• **Work order**:
Answer these questions from the article below on drying water sources, one answer a line, marked as the questions are.
(a) According to the study, how many of the country's 6,555 water sources are drying up?
(b) For what is the recharge area described as the natural unit?
(c) At which institution does Jambay lecture?

+++ Supplied text

Chhimi Dema 

Fencing water sources, increasing the size of reservoir tanks, and planting trees around water sources are seen as ways to protect water resources. However, these simple solutions are not enough to address water shortages that are becoming a recurring problem.

A recent study found that, out of the 6,555 water sources in the country, 2,317 (35 percent) are drying up while 147 sources have dried up indicating the ineffectiveness of securing water sources.

To maintain healthy water sources, the study, “Springshed: Identifying Recharge Areas of Drying Springs and Lakes with Water Quality in Southwestern Bhutan,”  recommended protecting the recharge areas. It also recommended demarcating important water sources based on hydrogeological studies and studying lithology in the area.

Springshed is a set of watersheds and groundwater that integrate into a system and supply water to a group of springs.

Recharge area – the point at which water is absorbed and flows through the unsaturated zone and enters the groundwater system – is the natural unit for revival and management of springsheds.

The author and a lecturer at the College of Natural Resources, Jambay, said that to revive dying water sources, it is imperative to identify recharge areas of springs where water replenishes local groundwater.

“Discharge outlets are often protected with fencing but this may not safeguard water sources from drying up in the future,” he said.

++++++
+++ Listed records

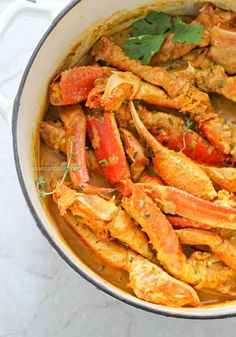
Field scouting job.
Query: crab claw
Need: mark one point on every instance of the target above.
(190, 177)
(75, 125)
(105, 138)
(135, 152)
(148, 281)
(73, 85)
(224, 177)
(175, 201)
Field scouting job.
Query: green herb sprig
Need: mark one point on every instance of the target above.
(149, 33)
(41, 183)
(187, 125)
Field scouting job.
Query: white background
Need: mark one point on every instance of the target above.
(39, 294)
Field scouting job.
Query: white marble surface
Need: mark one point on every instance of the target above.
(39, 294)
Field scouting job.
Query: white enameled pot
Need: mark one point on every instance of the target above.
(79, 24)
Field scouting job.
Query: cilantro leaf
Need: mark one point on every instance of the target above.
(143, 47)
(153, 24)
(184, 33)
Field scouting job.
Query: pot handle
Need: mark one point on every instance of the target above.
(44, 8)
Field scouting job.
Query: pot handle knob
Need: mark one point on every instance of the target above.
(43, 8)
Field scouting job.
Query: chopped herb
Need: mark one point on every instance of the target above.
(41, 183)
(143, 47)
(149, 33)
(184, 33)
(103, 162)
(153, 24)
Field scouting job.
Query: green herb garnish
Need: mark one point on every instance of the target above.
(153, 24)
(103, 162)
(149, 33)
(135, 155)
(41, 183)
(185, 33)
(186, 127)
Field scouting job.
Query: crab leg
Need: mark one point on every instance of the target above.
(209, 17)
(220, 247)
(103, 218)
(73, 85)
(54, 136)
(170, 131)
(223, 50)
(108, 51)
(105, 138)
(122, 86)
(112, 91)
(182, 223)
(148, 281)
(211, 274)
(224, 177)
(75, 126)
(135, 152)
(190, 178)
(174, 201)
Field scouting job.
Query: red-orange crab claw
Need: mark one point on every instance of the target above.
(75, 125)
(105, 138)
(175, 201)
(73, 85)
(148, 281)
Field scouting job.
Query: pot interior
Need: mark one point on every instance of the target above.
(66, 44)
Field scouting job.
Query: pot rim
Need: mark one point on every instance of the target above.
(37, 219)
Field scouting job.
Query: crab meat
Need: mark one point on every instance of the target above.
(105, 138)
(224, 177)
(169, 130)
(108, 51)
(182, 223)
(175, 168)
(148, 281)
(54, 135)
(221, 247)
(75, 126)
(211, 275)
(209, 17)
(223, 50)
(73, 85)
(135, 152)
(103, 217)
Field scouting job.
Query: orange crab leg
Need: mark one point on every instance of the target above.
(117, 88)
(223, 50)
(148, 281)
(148, 215)
(175, 201)
(73, 85)
(135, 152)
(224, 177)
(190, 177)
(108, 51)
(75, 125)
(169, 131)
(221, 247)
(105, 138)
(178, 223)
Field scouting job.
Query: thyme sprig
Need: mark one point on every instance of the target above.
(41, 183)
(187, 125)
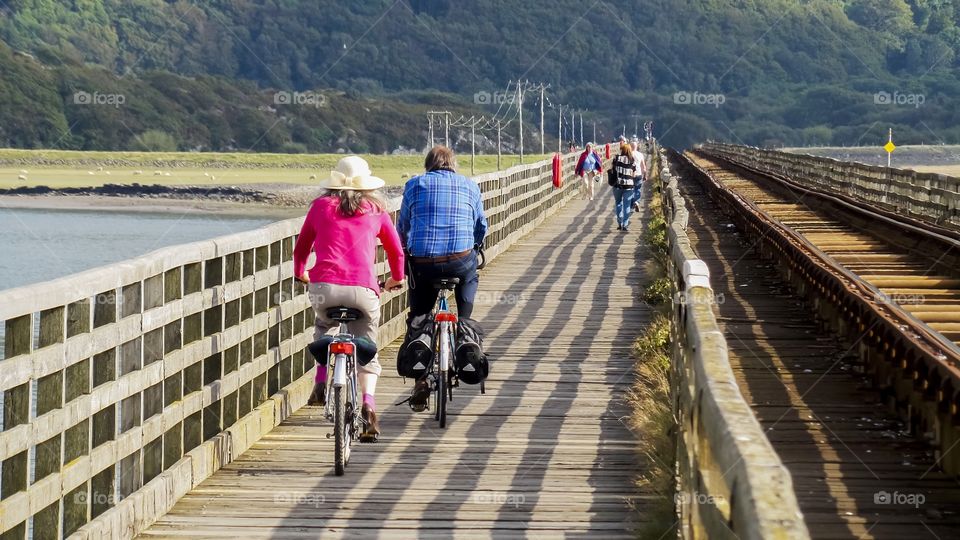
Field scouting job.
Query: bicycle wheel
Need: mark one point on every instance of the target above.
(341, 435)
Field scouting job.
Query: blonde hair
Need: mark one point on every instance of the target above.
(351, 202)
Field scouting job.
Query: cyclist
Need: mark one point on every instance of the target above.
(342, 228)
(441, 221)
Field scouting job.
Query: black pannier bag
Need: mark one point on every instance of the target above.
(471, 362)
(416, 352)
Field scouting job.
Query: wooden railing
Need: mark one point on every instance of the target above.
(930, 197)
(126, 386)
(731, 481)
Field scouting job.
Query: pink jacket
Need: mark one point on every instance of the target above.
(346, 246)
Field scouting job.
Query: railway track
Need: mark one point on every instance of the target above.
(828, 400)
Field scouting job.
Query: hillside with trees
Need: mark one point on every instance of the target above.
(207, 74)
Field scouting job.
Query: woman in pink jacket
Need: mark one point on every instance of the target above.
(342, 228)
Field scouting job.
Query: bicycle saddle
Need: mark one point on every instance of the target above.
(366, 350)
(446, 283)
(344, 314)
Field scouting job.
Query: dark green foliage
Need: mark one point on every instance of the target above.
(789, 72)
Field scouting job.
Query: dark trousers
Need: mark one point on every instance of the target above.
(423, 295)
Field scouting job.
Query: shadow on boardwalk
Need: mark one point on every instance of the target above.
(544, 452)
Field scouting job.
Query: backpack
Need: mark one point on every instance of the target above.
(416, 353)
(471, 362)
(612, 177)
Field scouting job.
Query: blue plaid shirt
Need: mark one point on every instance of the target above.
(441, 214)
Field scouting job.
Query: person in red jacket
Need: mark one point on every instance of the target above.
(342, 228)
(589, 168)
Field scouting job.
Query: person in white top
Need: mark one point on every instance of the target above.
(641, 174)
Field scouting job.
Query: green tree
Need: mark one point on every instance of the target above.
(155, 141)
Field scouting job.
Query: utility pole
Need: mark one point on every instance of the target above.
(446, 129)
(573, 128)
(560, 129)
(498, 144)
(581, 129)
(543, 90)
(520, 105)
(430, 119)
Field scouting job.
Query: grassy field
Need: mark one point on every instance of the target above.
(88, 169)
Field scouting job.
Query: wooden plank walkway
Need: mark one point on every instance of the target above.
(545, 452)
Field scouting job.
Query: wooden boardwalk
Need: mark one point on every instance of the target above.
(544, 453)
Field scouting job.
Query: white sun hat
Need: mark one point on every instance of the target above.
(353, 174)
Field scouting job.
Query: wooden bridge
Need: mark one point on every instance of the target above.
(165, 396)
(545, 450)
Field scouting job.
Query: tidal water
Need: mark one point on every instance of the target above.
(40, 245)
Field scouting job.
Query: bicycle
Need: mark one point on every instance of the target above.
(442, 377)
(343, 409)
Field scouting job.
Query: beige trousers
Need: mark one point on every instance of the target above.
(587, 184)
(327, 295)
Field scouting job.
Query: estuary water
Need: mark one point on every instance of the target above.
(40, 245)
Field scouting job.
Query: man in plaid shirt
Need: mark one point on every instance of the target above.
(441, 221)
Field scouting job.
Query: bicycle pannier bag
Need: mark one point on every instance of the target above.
(471, 362)
(416, 352)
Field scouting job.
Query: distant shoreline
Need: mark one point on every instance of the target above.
(144, 205)
(272, 200)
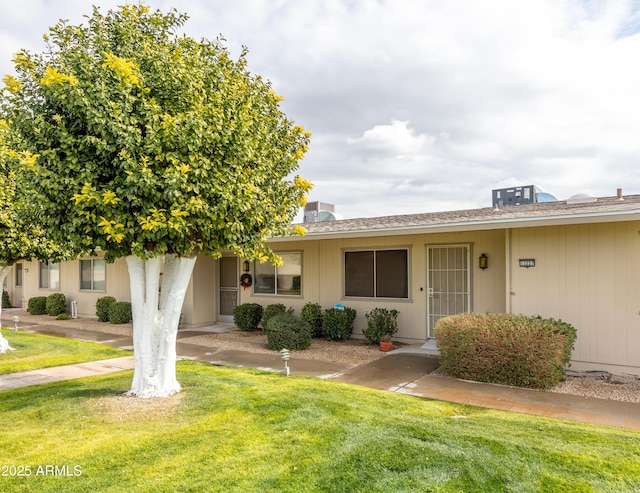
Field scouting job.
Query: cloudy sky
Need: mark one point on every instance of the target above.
(427, 105)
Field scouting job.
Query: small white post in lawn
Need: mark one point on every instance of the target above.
(4, 344)
(156, 315)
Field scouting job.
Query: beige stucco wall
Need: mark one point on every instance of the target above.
(322, 276)
(589, 276)
(117, 285)
(201, 304)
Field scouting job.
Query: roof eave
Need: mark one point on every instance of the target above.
(482, 225)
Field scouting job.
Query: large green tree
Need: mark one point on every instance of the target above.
(155, 147)
(20, 236)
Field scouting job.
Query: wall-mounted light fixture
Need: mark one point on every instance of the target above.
(483, 261)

++++++

• **Task answer**:
(a) 2,317 sources, or 35 percent.
(b) The revival and management of springsheds.
(c) The College of Natural Resources.